I’m convinced more than ever the world truly hates me. Its always one thing after another. Needing to do shit for school, neurologist appts that need to be rescheduled, birth control issues. I realize I, like most other people, have shit like this always going on. Daily life struggles and stresses. But most people have a day or two out of the week where they get to do something they truly enjoy doing or get together with a group of friends and get to sit around and joke and laugh and just all together forget about these struggles for the day. I don’t. I don’t have friends anymore. I don’t have hobbies I like to do alone. I don’t have that escape. That is why I hate life. Life used to be tolerable when on the weekends I would get together with my fiends and have fun but now its all pointless. I don’t have good days to equal out the shitty parts in my life. I literally feel like I keep going day after day, month after month for no reason. I wish I had the balls to end it because I just want to be free from this. I doubt college will be better. If I wasn’t already committed I would probably just move south and leave everything behind. I just really don’t see any point to this life I’m supposedly living. I’m miserable, lonely, unmotivated, and most importantly I’m unhappy. I keep waiting it out every year thinking the next will be better but I’m starting to think I should just end it all ..

Given request A
According to the passage, what would the writer probably do if not already committed to college?
The passage and the records have no connection to each other.

Some records
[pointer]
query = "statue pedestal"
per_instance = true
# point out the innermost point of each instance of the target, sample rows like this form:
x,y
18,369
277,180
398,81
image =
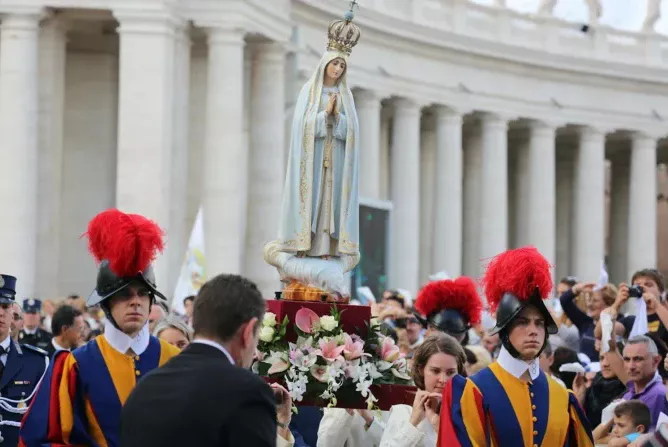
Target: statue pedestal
x,y
353,320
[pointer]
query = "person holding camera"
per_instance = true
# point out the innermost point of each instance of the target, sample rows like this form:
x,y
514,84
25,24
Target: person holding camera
x,y
648,285
596,301
206,396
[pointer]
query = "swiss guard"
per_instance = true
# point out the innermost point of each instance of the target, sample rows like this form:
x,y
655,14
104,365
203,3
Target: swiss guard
x,y
450,306
32,334
83,392
512,402
22,368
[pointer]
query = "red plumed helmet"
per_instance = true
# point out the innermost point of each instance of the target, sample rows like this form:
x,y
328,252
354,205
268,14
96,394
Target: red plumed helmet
x,y
129,242
459,295
522,272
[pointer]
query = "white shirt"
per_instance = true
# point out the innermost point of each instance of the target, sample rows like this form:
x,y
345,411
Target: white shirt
x,y
57,346
121,342
217,346
5,345
518,367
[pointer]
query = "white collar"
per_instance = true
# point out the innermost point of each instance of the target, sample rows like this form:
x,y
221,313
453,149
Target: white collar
x,y
122,342
57,346
6,342
204,341
517,367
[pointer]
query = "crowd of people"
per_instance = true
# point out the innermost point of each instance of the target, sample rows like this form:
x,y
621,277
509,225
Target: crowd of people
x,y
519,367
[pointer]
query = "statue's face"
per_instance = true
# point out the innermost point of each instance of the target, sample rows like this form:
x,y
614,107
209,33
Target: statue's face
x,y
335,68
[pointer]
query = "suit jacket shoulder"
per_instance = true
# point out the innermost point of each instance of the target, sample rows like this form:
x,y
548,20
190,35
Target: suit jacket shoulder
x,y
33,350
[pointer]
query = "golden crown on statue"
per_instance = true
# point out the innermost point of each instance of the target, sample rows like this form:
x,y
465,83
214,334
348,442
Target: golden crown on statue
x,y
343,34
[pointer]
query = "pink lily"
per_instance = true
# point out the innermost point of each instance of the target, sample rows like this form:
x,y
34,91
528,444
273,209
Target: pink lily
x,y
278,362
389,352
329,350
319,372
305,319
352,349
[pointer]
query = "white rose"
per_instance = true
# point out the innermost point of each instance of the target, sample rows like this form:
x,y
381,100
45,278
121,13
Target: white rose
x,y
269,319
328,322
267,334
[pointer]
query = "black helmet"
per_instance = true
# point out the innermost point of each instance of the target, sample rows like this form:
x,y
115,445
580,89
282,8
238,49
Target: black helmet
x,y
451,306
514,280
108,283
510,306
124,245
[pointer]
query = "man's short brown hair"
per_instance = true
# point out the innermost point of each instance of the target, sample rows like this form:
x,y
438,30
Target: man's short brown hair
x,y
652,274
637,411
223,304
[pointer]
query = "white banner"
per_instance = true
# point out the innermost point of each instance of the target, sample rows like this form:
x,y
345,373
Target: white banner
x,y
193,271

Given request B
Count the lines of the records that contain the string "collar", treating uppercase and lowercase as distinct, and give only the number.

Correct response A
Move south and leave everything behind.

Correct response B
2